• Exercise requirements:
Change "white cloud" to "gray cloud" throughout the listing below and reproduce the rest of each line unchanged.

• Input records:
*-*-*

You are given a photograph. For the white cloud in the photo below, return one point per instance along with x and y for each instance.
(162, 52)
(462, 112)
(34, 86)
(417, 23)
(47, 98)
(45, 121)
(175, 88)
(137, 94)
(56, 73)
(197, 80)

*-*-*

• Task output:
You are given a photograph. For the gray cloud in the photo below, return one point per instance along with x and y for each instance.
(162, 52)
(462, 112)
(34, 86)
(417, 23)
(47, 98)
(45, 121)
(175, 88)
(137, 94)
(56, 73)
(197, 80)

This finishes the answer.